Extrait
· · · · · · ·

Une "salle" de l'école polytechnique en 1931

Fantômes

Dossier : La Tradition et les Traditions de l'X des origines à nos joursMagazine N°331 Juin 1978Par : Jean-Pierre CALLOT (31)
N° 331 Juin 1978
Dans le soir qui tombe, je gravis les pentes de la Mon­tagne Sainte-Geneviève. A ma gauche, les bâti­ments de l’É­cole dressent leurs grands murs qui parais­sent, dans la nuit, d’une blancheur inso­lite. A droite, je retrou­ve les vieilles maisons de ma jeunesse ; leurs façades craque­lées, leurs murs de guin­go­is, leurs som­bres encoignures, leurs enseignes !

Dans le soir qui tombe, je gravis les pentes de la Mon­tagne Sainte-Geneviève. A ma gauche, les bâti­ments de l’É­cole dressent leurs grands murs qui parais­sent, dans la nuit, d’une blancheur inso­lite. A droite, je retrou­ve les vieilles maisons de ma jeunesse ; leurs façades craque­lées, leurs murs de guin­go­is, leurs som­bres encoignures, leurs enseignes !

Voici l’hô­tel de l’E­spérance ; à la corne du square Mon­ge. Juste à ce car­refour de l’é­va­sion, où dis­parais­saient les murs de l’É­cole, et où Paris nous était livré, avec ses lumières, sa liber­té, son aven­ture ! Comme il était bien nom­mé, cet hôtel, qui mar­quait le pre­mier jalon de nos joies hebdomadaires.

Voici la voûte de la Cité Sainte-Geneviève, mis­érable impasse que peu­plaient tous les pres­tiges de l’Asie, parce que, quelque­fois, une anna­mite en pan­talon de soie sautil­lait sur ses pavés iné­gaux. Voici l’hô­tel de Bor­deaux et ses étroites fenêtres der­rière lesquelles nous guet­taient d’imag­i­naires Celinas.

Voici notre place. Sa fontaine aux têtes de lions, son petit hémi­cy­cle où deux clochards dor­ment tou­jours du même som­meil impas­si­ble. Et voici la porte du 5, son fron­ton aux let­tres mag­iques, sa Min­erve, sa chou­ette — et, dans la clarté d’un lumignon, la chaîne et le cade­nas qui ont brisé notre espérance.

Com­bi­en de fois l’ai-je franchie cette porte sacrée ! Tan­tôt d’un pas vif et l’épée au côté, tan­dis que la Berzé com­mençait d’é­gren­er ses dix coups inexorables.

Et tan­tôt, comme aujour­d’hui, très douce­ment, très silen­cieuse­ment, dans la noire tenue de β, le cœur plein de rêves impos­si­bles, et sur les lèvres le nom d’une fille qui allait bercer mon som­meil, au casert et jusque sous les bancs de l’Amphi.

· · · · · · ·

Exercices à réaliser
**1.** D'après le texte sur l'École polytechnique, quel hôtel se trouve à la corne du square Monge ?
**2.** Dans le texte sur l'École polytechnique, substituez « vasque » à « fontaine » dans le passage qui s'ouvre sur les mots contenant « Voici notre place. » et se ferme sur « dix coups inexorables. », puis recopiez ce passage.
**3.** Reprenez le fil du texte sur l'École polytechnique et rédigez la suite après sa dernière phrase.

· · · · · · ·

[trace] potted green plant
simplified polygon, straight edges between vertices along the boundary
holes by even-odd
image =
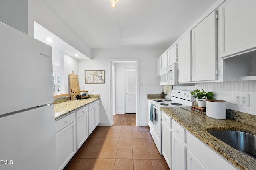
[[[206,99],[214,99],[213,92],[206,92],[204,89],[202,91],[196,89],[194,92],[190,92],[194,98],[197,98],[197,105],[198,107],[205,107],[205,100]]]

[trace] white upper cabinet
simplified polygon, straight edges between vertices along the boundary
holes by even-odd
[[[219,8],[219,57],[256,49],[256,0],[228,0]]]
[[[161,57],[162,68],[168,66],[168,53],[166,52]]]
[[[192,81],[192,37],[190,31],[178,43],[179,82]]]
[[[162,69],[162,58],[158,58],[157,61],[157,76],[159,75],[160,70]]]
[[[193,81],[218,78],[216,14],[214,11],[192,30]]]
[[[177,62],[178,56],[177,55],[177,44],[175,44],[173,47],[168,51],[168,65],[171,65]]]

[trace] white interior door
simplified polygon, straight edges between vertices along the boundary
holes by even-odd
[[[136,69],[125,69],[125,113],[136,113]]]

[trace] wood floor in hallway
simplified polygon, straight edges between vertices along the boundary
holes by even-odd
[[[136,114],[117,114],[113,115],[113,126],[136,126]]]

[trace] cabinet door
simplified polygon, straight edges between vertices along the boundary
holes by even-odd
[[[192,30],[193,81],[217,80],[216,11]]]
[[[76,151],[76,123],[73,122],[56,134],[57,164],[62,170]]]
[[[186,146],[175,135],[172,137],[172,170],[186,170]]]
[[[160,70],[162,69],[162,59],[161,57],[157,59],[157,75],[159,75]]]
[[[172,131],[162,121],[162,153],[170,169],[172,169]]]
[[[88,113],[76,120],[76,149],[88,137]]]
[[[220,6],[219,33],[221,57],[255,49],[255,0],[230,0]]]
[[[168,65],[177,61],[177,45],[176,44],[168,51]]]
[[[179,82],[192,81],[192,40],[189,31],[178,43]]]
[[[95,127],[100,123],[100,105],[95,107]]]
[[[162,68],[168,66],[168,53],[166,52],[161,57]]]
[[[187,152],[187,170],[208,170],[205,166],[189,150]]]
[[[95,113],[94,109],[93,108],[92,110],[89,111],[88,115],[88,124],[89,124],[89,135],[90,135],[92,131],[93,131],[95,125]]]

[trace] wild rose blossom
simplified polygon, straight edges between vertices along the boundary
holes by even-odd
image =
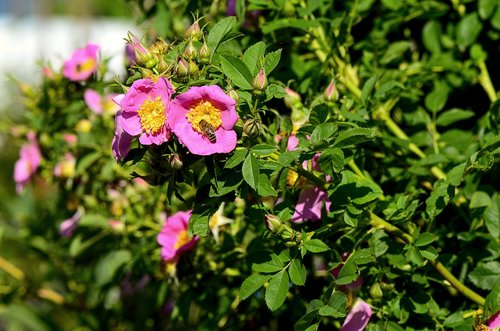
[[[78,48],[64,62],[63,75],[72,81],[85,81],[97,71],[98,59],[98,45],[89,43],[85,48]]]
[[[19,160],[14,166],[14,181],[16,191],[21,193],[42,162],[40,147],[33,132],[28,133],[28,143],[19,151]]]
[[[357,299],[347,314],[340,331],[362,331],[370,321],[372,309],[361,299]]]
[[[179,211],[168,217],[158,234],[157,242],[162,246],[161,257],[165,261],[176,261],[184,252],[194,247],[198,237],[189,238],[187,228],[191,211]]]
[[[191,87],[172,101],[172,130],[193,154],[229,153],[237,141],[235,107],[217,85]]]
[[[165,77],[159,77],[156,82],[149,78],[136,80],[123,97],[120,95],[114,99],[119,100],[121,107],[116,114],[115,137],[121,138],[125,132],[139,136],[143,145],[161,145],[168,141],[171,136],[168,125],[171,122],[170,96],[173,92],[172,84]]]
[[[111,93],[102,96],[96,90],[86,89],[83,93],[83,100],[87,104],[87,107],[96,114],[102,114],[103,112],[115,114],[119,106],[113,102],[113,98],[117,95],[116,93]]]

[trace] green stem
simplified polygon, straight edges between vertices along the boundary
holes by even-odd
[[[480,61],[478,64],[479,66],[479,83],[485,90],[486,94],[488,94],[488,97],[490,98],[490,101],[493,103],[498,100],[497,93],[495,91],[495,87],[493,86],[493,83],[491,82],[490,74],[488,72],[488,68],[486,67],[486,63],[484,63],[484,60]]]

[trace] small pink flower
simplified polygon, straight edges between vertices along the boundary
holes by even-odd
[[[82,212],[77,210],[77,212],[63,221],[61,225],[59,225],[59,234],[62,237],[69,238],[73,235],[73,232],[78,228],[78,223],[80,223],[80,219],[82,218]]]
[[[170,125],[193,154],[229,153],[237,141],[235,107],[236,101],[217,85],[191,87],[172,102]]]
[[[33,132],[28,133],[29,142],[21,147],[19,160],[14,166],[16,191],[21,193],[42,162],[40,147]]]
[[[362,331],[370,321],[372,309],[361,299],[357,299],[347,314],[340,331]]]
[[[85,48],[78,48],[71,58],[64,62],[63,75],[72,81],[87,80],[97,71],[99,46],[87,44]]]
[[[164,77],[156,82],[149,78],[136,80],[123,97],[114,98],[121,106],[116,114],[115,137],[123,130],[130,136],[139,136],[143,145],[161,145],[168,141],[173,92],[172,84]]]
[[[189,238],[187,228],[191,211],[179,211],[167,218],[158,234],[158,244],[162,246],[161,257],[165,261],[175,261],[182,253],[194,247],[198,237]]]
[[[102,96],[96,90],[86,89],[83,93],[83,100],[85,100],[87,107],[96,114],[102,114],[103,112],[115,114],[120,108],[113,102],[113,98],[116,96],[115,93]]]

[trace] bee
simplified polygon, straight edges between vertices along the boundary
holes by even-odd
[[[201,133],[210,140],[211,143],[214,143],[216,141],[215,137],[215,129],[212,126],[212,124],[208,123],[205,120],[201,120],[200,123],[200,130]]]

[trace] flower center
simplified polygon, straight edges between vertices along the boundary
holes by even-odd
[[[94,70],[94,67],[95,67],[95,60],[92,58],[89,58],[89,59],[85,60],[85,62],[78,64],[76,66],[76,70],[78,72],[91,71],[91,70]]]
[[[193,129],[201,134],[205,134],[204,126],[200,126],[200,122],[202,121],[205,121],[205,124],[209,124],[214,131],[222,124],[220,110],[209,101],[201,101],[197,106],[191,108],[187,113],[187,120],[191,123]]]
[[[174,248],[179,249],[190,241],[191,238],[189,238],[189,236],[187,235],[187,231],[182,231],[181,233],[179,233],[179,237],[177,237]]]
[[[149,134],[160,131],[165,125],[165,106],[160,96],[154,100],[144,101],[141,108],[137,110],[137,114],[141,118],[142,129]]]

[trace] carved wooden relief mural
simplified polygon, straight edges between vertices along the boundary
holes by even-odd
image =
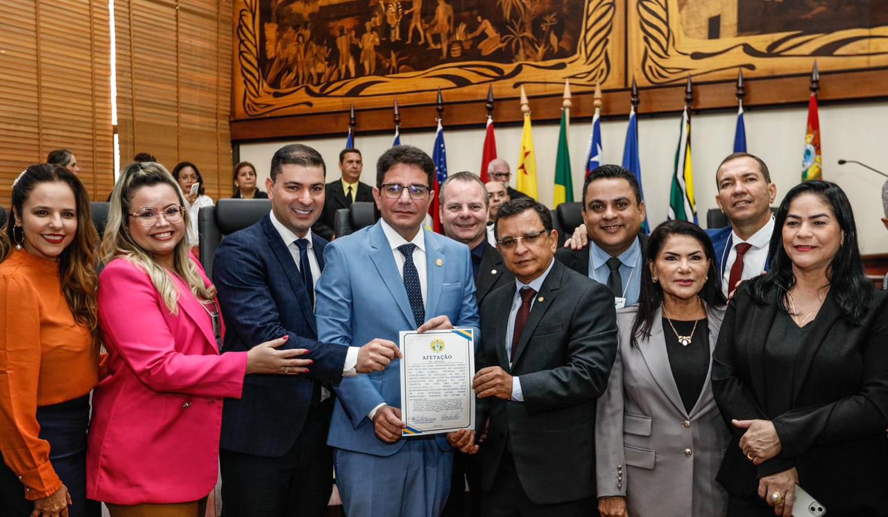
[[[888,0],[234,0],[234,119],[888,65]]]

· · · · · · ·

Réponses fournies
**1.** L'hôtel de l'Espérance.

**2.**
Voici notre place. Sa vasque aux têtes de lions, son petit hémi­cy­cle où deux clochards dor­ment tou­jours du même som­meil impas­si­ble. Et voici la porte du 5, son fron­ton aux let­tres mag­iques, sa Min­erve, sa chou­ette — et, dans la clarté d’un lumignon, la chaîne et le cade­nas qui ont brisé notre espérance.

Com­bi­en de fois l’ai-je franchie cette porte sacrée ! Tan­tôt d’un pas vif et l’épée au côté, tan­dis que la Berzé com­mençait d’é­gren­er ses dix coups inexorables.

**3.**
Depuis 173 ans, près de 40 000 Poly­tech­ni­ciens ont mon­té cette pente, mêlant leurs joies et leurs soucis ; dis­cu­tant analyse, cares­sant le sou­venir d’une femme, com­bi­nant le prochain chahut, échangeant des pro­jets d’avenir, avides devant la vie où cer­tains allaient s’en­gloutir et qui ferait d’autres d’il­lus­tres per­son­nages, dont les noms seraient gravés sur les murs de l’École !

Je me sou­viens … je me sou­viens des jours et des nuits où nous lon­gions ces murs, groupes frater­nels, agités de petits prob­lèmes et de grandes idées, mêlant nos avenirs. Bien des années ont passé ; les vis­ages fam­i­liers se sont estom­pés, les ami­tiés aussi.

Aujour­d’hui, où êtes-vous, mes cama­rades, que j’ai tant aimés et si bien con­nus ? Hélas, vous étiez comme les amis du poète, et sur notre colline souf­flait le vent… Il vous a emportés …

Une salle en 1931.

Le conscrard Chambergeot

Quel est ce fan­tôme incon­nu dont la
présence redoutable
vient trou­bler ce jour mémorable ?
Dis-moi, réponds : Qui donc es-tu ?
(Ombres, Gas­ton Mach, 1878).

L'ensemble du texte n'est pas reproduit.